| EXERCISE BRIEF |
Report every line of the items below that contains the string "snow", copying each such line in full.

(Pointing entries for named objects)
------------------------

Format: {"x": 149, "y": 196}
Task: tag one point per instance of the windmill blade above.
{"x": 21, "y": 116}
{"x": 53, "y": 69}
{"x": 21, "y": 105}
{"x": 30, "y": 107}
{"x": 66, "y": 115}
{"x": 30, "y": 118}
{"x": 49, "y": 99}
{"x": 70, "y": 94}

------------------------

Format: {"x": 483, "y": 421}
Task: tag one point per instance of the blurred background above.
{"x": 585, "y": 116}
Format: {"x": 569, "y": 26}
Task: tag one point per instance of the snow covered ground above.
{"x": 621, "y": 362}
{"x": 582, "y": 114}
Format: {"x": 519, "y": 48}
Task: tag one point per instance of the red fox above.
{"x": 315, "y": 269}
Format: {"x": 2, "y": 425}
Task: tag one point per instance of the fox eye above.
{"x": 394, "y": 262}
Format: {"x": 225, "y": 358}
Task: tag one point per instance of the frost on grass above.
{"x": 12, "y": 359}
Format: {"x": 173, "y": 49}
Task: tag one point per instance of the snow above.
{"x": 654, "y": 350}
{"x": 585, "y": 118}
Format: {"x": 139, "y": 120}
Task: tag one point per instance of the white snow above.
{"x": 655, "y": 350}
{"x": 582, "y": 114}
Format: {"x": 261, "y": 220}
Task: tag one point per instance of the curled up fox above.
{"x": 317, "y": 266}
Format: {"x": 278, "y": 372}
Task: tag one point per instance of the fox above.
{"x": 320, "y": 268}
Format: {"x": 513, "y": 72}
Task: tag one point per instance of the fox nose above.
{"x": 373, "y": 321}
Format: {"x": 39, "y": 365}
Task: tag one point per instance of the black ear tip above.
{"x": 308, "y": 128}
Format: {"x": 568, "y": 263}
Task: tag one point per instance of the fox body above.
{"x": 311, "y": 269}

------------------------

| SOLVED EXERCISE |
Task: tag one point per instance of the snow covered ground above.
Task: tag one point per instance of the snow above.
Task: tag one point per instance of the white snow above.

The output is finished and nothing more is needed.